**YOUR INSTRUCTIONS**
Give back the data below exactly as it was given.

**SOURCE MATERIAL**
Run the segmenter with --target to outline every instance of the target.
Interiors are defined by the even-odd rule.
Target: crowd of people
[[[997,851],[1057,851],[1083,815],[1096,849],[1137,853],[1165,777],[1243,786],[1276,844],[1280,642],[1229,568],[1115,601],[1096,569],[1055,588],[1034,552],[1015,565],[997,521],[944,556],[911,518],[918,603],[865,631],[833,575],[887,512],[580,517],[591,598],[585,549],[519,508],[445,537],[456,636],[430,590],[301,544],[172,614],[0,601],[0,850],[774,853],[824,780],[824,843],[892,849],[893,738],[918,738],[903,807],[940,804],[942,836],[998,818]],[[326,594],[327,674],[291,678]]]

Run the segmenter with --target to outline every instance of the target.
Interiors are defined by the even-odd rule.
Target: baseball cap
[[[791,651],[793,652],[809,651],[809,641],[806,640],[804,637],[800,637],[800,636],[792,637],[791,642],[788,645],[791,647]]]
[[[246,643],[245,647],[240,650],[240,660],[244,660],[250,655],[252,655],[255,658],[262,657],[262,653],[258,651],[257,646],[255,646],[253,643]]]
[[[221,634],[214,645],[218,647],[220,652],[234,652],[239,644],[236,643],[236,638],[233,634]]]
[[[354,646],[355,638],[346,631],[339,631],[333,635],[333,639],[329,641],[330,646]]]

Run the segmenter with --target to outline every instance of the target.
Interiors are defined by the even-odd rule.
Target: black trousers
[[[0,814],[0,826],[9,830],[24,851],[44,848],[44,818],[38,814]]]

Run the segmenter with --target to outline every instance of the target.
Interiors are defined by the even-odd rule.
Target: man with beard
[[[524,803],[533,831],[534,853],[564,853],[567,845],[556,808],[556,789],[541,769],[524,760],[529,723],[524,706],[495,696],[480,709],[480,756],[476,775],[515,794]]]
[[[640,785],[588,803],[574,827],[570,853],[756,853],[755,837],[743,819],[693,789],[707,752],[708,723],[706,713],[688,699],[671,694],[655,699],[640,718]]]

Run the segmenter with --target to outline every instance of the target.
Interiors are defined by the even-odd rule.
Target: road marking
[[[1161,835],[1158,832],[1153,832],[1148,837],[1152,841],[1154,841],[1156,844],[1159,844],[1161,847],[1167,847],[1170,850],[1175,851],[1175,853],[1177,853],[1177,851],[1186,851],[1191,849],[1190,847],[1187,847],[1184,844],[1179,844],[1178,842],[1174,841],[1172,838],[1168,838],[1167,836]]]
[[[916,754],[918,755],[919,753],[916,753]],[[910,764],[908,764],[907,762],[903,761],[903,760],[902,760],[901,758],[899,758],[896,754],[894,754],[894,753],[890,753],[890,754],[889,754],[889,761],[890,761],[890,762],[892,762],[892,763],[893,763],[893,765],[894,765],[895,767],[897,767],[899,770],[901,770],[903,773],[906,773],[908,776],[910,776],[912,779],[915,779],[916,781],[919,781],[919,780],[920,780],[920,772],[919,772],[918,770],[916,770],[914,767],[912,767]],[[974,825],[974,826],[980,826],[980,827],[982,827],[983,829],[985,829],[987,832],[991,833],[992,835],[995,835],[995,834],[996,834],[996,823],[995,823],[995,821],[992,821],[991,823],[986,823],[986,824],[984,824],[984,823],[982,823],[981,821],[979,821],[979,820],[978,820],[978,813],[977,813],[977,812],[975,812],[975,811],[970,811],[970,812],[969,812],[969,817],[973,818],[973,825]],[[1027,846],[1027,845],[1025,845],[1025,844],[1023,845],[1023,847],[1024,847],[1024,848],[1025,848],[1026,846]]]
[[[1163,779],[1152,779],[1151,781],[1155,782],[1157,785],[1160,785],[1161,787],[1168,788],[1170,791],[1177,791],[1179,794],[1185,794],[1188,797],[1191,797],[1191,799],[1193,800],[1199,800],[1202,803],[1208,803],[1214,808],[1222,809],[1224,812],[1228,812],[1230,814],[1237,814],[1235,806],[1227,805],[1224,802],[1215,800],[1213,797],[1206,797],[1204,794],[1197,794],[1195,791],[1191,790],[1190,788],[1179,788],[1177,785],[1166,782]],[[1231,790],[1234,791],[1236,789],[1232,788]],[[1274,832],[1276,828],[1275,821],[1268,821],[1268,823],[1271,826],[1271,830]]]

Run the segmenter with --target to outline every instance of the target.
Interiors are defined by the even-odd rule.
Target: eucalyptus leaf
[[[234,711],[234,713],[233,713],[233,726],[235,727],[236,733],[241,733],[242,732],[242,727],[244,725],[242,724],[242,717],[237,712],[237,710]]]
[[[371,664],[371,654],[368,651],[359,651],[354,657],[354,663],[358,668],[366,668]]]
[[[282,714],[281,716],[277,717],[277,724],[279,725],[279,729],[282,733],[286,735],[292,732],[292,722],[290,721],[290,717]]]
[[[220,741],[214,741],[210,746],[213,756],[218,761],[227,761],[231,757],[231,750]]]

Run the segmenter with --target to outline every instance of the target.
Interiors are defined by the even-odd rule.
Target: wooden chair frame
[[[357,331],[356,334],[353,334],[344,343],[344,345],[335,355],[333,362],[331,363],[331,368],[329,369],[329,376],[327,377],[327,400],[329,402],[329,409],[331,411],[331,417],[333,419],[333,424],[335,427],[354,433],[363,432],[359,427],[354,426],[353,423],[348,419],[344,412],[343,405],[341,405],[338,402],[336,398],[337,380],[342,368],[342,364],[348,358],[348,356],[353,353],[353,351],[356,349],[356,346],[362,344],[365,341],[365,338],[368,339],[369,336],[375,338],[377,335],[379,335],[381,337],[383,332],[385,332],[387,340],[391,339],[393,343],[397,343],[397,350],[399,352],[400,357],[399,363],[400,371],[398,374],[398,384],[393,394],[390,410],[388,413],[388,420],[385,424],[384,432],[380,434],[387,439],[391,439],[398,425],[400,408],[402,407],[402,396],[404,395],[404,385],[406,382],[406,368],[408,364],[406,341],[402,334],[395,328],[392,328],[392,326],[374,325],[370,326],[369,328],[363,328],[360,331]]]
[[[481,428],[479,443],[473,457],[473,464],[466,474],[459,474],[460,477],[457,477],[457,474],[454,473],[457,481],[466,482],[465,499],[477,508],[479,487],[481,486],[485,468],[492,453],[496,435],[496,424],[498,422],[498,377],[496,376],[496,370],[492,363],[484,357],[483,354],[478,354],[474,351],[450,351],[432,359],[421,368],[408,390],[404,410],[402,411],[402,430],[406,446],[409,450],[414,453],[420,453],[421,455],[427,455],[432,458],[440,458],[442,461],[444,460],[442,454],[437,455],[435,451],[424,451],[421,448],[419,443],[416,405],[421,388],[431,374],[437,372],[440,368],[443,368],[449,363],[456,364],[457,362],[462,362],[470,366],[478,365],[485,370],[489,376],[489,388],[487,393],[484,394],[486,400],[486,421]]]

**THE ANSWER**
Run the segmenter with --target to outline every instance of the target.
Interiors are defined by the even-odd rule.
Target: crowd of people
[[[997,851],[1057,851],[1083,815],[1096,849],[1137,853],[1165,777],[1243,786],[1276,844],[1280,642],[1229,568],[1115,601],[1096,569],[1055,588],[1034,552],[1015,565],[997,521],[944,556],[911,518],[918,603],[865,631],[833,575],[887,512],[580,517],[591,598],[585,549],[519,508],[445,537],[456,636],[430,590],[301,544],[172,614],[0,601],[0,850],[774,853],[824,780],[824,843],[892,849],[893,738],[918,738],[903,807],[940,804],[942,836],[998,818]],[[326,594],[327,674],[291,678]]]

Run the segmenter with --target to outline every instance of the target.
Interiors are defined by the even-odd rule.
Target: baseball cap
[[[791,651],[793,652],[809,651],[809,641],[806,640],[804,637],[800,637],[800,636],[792,637],[791,642],[788,645],[791,647]]]
[[[246,643],[245,647],[240,650],[240,660],[244,660],[250,655],[252,655],[255,658],[262,657],[262,653],[258,651],[257,646],[255,646],[253,643]]]
[[[221,634],[214,645],[218,647],[220,652],[234,652],[239,644],[236,643],[236,638],[233,634]]]
[[[354,646],[355,638],[346,631],[339,631],[333,635],[333,639],[329,641],[330,646]]]

Run the segmenter with --target to outline every instance of the target.
Interiors are defined by the even-odd rule.
Target: black trousers
[[[0,814],[0,826],[9,830],[24,851],[44,848],[44,818],[38,814]]]

Run the segmenter with --target to outline every instance of the target.
Interiors are defined by the even-odd rule.
Target: man with beard
[[[524,803],[533,831],[534,853],[564,853],[567,845],[556,808],[556,789],[541,769],[524,760],[529,723],[524,706],[495,696],[480,709],[480,756],[476,775],[515,794]]]
[[[640,785],[588,803],[574,827],[570,853],[756,853],[755,837],[743,819],[693,789],[707,752],[708,723],[706,713],[688,699],[671,694],[655,699],[640,718]]]

Run the segmenter with --target to outline every instance of the target.
Interiors are defined by the even-odd rule.
Target: road marking
[[[1161,835],[1158,832],[1153,832],[1148,837],[1152,841],[1154,841],[1156,844],[1159,844],[1161,847],[1167,847],[1170,850],[1175,851],[1175,853],[1177,853],[1177,851],[1186,851],[1191,849],[1190,847],[1187,847],[1184,844],[1179,844],[1178,842],[1174,841],[1172,838],[1168,838],[1167,836]]]
[[[916,754],[918,755],[919,753],[916,753]],[[910,764],[908,764],[907,762],[903,761],[903,760],[902,760],[901,758],[899,758],[896,754],[894,754],[894,753],[890,753],[890,754],[889,754],[889,761],[890,761],[890,762],[892,762],[892,763],[893,763],[893,765],[894,765],[895,767],[897,767],[899,770],[901,770],[903,773],[906,773],[908,776],[910,776],[912,779],[915,779],[916,781],[919,781],[919,780],[920,780],[920,772],[919,772],[918,770],[916,770],[914,767],[912,767]],[[974,825],[974,826],[980,826],[980,827],[982,827],[983,829],[985,829],[987,832],[991,833],[992,835],[995,835],[995,834],[996,834],[996,823],[995,823],[995,821],[992,821],[991,823],[986,823],[986,824],[984,824],[984,823],[982,823],[981,821],[979,821],[979,820],[978,820],[978,813],[977,813],[977,812],[975,812],[975,811],[970,811],[970,812],[969,812],[969,817],[973,818],[973,825]],[[1027,846],[1027,845],[1025,845],[1025,844],[1023,845],[1023,847],[1024,847],[1024,848],[1025,848],[1026,846]]]
[[[1163,779],[1152,779],[1151,781],[1155,782],[1157,785],[1160,785],[1161,787],[1168,788],[1170,791],[1177,791],[1179,794],[1185,794],[1188,797],[1191,797],[1191,799],[1193,800],[1199,800],[1202,803],[1208,803],[1214,808],[1222,809],[1224,812],[1228,812],[1230,814],[1237,814],[1235,806],[1227,805],[1224,802],[1215,800],[1213,797],[1206,797],[1204,794],[1197,794],[1195,791],[1191,790],[1190,788],[1179,788],[1177,785],[1166,782]],[[1231,790],[1234,791],[1236,789],[1232,788]],[[1274,832],[1276,828],[1275,821],[1268,821],[1268,823],[1271,826],[1271,830]]]

Run the segmenter with --target to outline every instance of the target.
Interiors are defined by the even-odd rule.
Target: eucalyptus leaf
[[[234,711],[234,713],[233,713],[233,726],[235,727],[236,733],[241,733],[242,732],[242,727],[244,725],[242,724],[242,717],[237,712],[237,710]]]
[[[371,664],[371,654],[368,651],[359,651],[354,657],[354,663],[358,668],[366,668]]]
[[[282,714],[281,716],[277,717],[277,724],[279,725],[279,729],[282,733],[286,735],[292,732],[292,722],[290,721],[290,717]]]
[[[220,741],[214,741],[210,746],[213,756],[218,761],[227,761],[231,757],[231,750]]]

Run the segmenter with --target to outline every instance of the target.
Interiors are defined by the even-odd rule.
Target: wooden chair frame
[[[357,331],[356,334],[353,334],[344,343],[344,345],[335,355],[333,362],[331,363],[331,368],[329,369],[329,376],[327,377],[327,400],[329,402],[329,409],[331,411],[331,417],[333,419],[333,424],[335,427],[354,433],[363,432],[359,427],[354,426],[353,423],[348,419],[344,412],[343,405],[341,405],[338,402],[336,398],[337,380],[342,368],[342,364],[348,358],[348,356],[353,353],[353,351],[356,349],[356,346],[362,344],[365,341],[365,338],[368,339],[369,336],[375,338],[377,335],[379,335],[381,337],[383,332],[385,332],[387,340],[391,339],[393,343],[397,343],[397,350],[399,352],[400,357],[399,363],[400,371],[398,374],[398,384],[393,394],[390,410],[388,413],[388,420],[385,424],[384,432],[380,434],[387,439],[391,439],[398,425],[400,408],[402,407],[402,396],[404,395],[404,385],[406,382],[406,368],[408,364],[406,341],[402,334],[395,328],[392,328],[392,326],[374,325],[370,326],[369,328],[363,328],[360,331]]]
[[[481,428],[479,443],[473,457],[473,464],[466,474],[459,474],[460,477],[457,477],[457,474],[454,473],[457,481],[466,482],[465,499],[477,508],[479,487],[481,486],[485,468],[492,453],[496,435],[496,424],[498,422],[498,377],[496,376],[496,370],[492,363],[484,357],[483,354],[478,354],[474,351],[450,351],[432,359],[421,368],[408,390],[404,410],[402,411],[402,430],[406,446],[409,450],[414,453],[420,453],[421,455],[427,455],[432,458],[440,458],[442,461],[444,460],[442,454],[437,455],[435,451],[424,451],[421,448],[419,443],[416,405],[421,388],[431,374],[437,372],[440,368],[443,368],[449,363],[456,364],[457,362],[462,362],[470,366],[478,365],[485,370],[489,376],[489,388],[487,393],[484,394],[486,400],[486,421]]]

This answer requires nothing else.